Image point grounding data
=-=-=-=-=
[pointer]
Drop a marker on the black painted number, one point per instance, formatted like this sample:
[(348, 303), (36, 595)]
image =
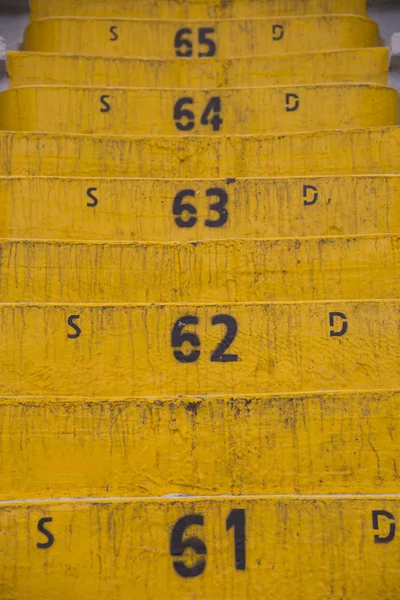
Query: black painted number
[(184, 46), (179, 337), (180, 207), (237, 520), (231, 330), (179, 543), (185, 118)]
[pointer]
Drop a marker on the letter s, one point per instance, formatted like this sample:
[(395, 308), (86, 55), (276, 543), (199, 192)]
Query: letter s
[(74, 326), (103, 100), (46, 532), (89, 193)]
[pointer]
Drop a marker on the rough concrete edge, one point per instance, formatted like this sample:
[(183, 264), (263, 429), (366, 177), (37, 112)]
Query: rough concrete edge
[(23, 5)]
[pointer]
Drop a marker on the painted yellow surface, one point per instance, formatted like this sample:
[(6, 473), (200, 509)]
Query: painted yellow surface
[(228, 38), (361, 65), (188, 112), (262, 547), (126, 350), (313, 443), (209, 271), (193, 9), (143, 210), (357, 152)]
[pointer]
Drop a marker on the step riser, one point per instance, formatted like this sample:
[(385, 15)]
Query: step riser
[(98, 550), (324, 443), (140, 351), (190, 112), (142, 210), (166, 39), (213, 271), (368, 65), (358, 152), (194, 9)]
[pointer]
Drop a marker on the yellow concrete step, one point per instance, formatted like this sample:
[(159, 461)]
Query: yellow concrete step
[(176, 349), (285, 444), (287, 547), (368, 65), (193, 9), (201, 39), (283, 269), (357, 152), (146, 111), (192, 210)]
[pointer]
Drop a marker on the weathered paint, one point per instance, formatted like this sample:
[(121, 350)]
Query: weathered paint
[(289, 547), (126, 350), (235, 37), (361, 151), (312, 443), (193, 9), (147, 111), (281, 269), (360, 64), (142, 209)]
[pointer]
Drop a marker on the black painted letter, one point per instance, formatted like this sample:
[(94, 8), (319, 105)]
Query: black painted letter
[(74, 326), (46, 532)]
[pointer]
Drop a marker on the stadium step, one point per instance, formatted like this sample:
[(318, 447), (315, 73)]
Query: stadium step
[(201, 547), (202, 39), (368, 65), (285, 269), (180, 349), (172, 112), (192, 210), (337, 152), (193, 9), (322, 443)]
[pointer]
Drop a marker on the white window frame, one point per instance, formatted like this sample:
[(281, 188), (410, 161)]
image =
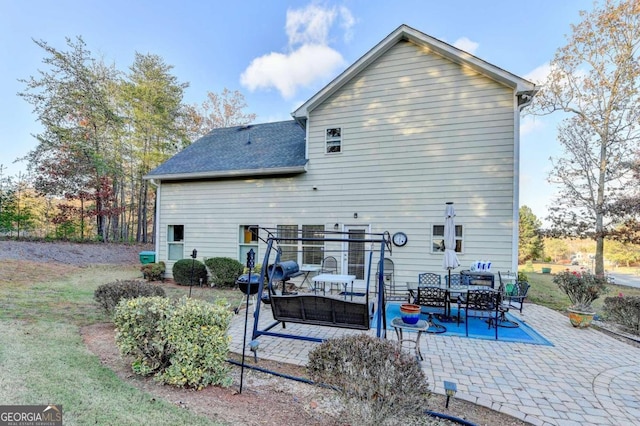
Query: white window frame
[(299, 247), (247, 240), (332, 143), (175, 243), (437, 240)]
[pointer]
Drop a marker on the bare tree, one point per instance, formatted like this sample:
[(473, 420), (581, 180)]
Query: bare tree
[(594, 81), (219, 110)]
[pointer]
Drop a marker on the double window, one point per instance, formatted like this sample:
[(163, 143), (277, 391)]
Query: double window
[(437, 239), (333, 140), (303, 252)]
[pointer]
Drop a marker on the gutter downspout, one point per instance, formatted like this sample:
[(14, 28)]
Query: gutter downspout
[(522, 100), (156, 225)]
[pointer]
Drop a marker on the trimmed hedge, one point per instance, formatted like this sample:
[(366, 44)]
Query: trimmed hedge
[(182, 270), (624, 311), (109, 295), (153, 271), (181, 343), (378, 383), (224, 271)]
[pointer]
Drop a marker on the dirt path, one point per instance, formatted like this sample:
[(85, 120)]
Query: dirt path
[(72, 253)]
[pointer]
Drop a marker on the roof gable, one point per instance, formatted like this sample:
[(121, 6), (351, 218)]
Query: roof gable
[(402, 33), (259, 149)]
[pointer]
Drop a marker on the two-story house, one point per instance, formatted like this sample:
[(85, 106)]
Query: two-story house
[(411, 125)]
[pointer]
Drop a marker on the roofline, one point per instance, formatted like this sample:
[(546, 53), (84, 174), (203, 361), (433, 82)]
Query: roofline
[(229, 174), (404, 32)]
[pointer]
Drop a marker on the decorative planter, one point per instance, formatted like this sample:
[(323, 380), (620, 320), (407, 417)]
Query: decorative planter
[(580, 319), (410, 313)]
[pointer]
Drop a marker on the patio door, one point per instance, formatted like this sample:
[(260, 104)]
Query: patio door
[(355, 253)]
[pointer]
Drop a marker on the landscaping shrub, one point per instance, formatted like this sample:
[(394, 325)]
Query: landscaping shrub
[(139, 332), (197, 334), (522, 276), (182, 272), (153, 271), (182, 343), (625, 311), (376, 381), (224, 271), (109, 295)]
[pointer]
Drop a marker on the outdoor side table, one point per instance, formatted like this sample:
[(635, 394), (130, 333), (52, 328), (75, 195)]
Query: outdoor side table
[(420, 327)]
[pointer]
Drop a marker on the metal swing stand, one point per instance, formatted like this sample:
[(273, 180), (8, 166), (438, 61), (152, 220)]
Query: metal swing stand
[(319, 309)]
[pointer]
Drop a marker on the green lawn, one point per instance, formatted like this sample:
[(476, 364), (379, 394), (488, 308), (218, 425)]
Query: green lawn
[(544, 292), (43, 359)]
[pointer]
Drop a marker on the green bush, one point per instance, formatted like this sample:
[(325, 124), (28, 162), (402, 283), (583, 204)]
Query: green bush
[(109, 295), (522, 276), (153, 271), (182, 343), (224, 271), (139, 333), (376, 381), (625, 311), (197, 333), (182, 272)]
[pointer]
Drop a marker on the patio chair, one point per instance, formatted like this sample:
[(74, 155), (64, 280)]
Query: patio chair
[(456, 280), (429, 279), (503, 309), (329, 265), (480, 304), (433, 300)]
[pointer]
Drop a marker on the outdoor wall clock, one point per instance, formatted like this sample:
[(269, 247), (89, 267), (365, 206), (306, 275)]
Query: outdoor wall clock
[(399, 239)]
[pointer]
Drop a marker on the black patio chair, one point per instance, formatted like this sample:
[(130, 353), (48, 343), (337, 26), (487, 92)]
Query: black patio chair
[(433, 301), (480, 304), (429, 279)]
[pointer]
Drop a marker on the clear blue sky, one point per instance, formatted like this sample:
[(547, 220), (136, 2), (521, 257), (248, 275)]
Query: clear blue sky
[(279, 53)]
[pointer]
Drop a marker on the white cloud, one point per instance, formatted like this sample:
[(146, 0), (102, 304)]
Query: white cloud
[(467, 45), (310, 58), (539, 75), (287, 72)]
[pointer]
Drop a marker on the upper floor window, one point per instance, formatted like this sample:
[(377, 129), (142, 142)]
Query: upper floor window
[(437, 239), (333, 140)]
=-=-=-=-=
Repeat only the stretch of lines that begins at the line containing "Drop a marker on the green lawn, one" and ends at the last line above, both included.

Drop a marker on the green lawn, one point per instance, formatted like this sample:
[(476, 364), (379, 394), (488, 308), (218, 425)]
Query: green lawn
[(544, 292), (43, 359)]
[pointer]
Drop a marker on the green bush, one point per instance, formatted like this sample:
[(325, 124), (28, 162), (402, 283), (583, 204)]
Query: green bush
[(109, 295), (522, 276), (153, 271), (182, 343), (224, 271), (139, 333), (376, 381), (625, 311), (197, 333), (182, 272)]
[pointer]
Drop a marker on the patio chair, one point per instance, formatted like this sample:
[(74, 155), (64, 280)]
Query: patio chair
[(456, 280), (429, 279), (503, 309), (329, 265), (480, 304), (433, 300)]
[pointer]
Drop a marker on the outdoor wall clock, one point per instance, formatted like this sample:
[(269, 247), (89, 267), (365, 206), (306, 275)]
Query: outdoor wall clock
[(399, 239)]
[pointer]
Drop a marker on the black patio chair, one point per instance, formatted like this sample:
[(130, 353), (48, 343), (337, 26), (487, 92)]
Query: black patio chair
[(433, 301), (480, 304), (429, 279)]
[pointer]
Drop a marker on the clear blue sky, one point per instance, formatted like this sample:
[(547, 220), (136, 2), (521, 257), (248, 275)]
Query: clear blue sky
[(279, 53)]
[pointer]
Drop a marker on the white cloud, one point per instance, formatted like this sample:
[(146, 0), (102, 304)]
Query: white cloud
[(467, 45), (310, 58), (539, 75), (287, 72)]
[pointer]
Drop a marker on the upper floor window, one point per instance, formatted like this sample:
[(377, 129), (142, 142)]
Query: upper floor window
[(437, 239), (333, 140)]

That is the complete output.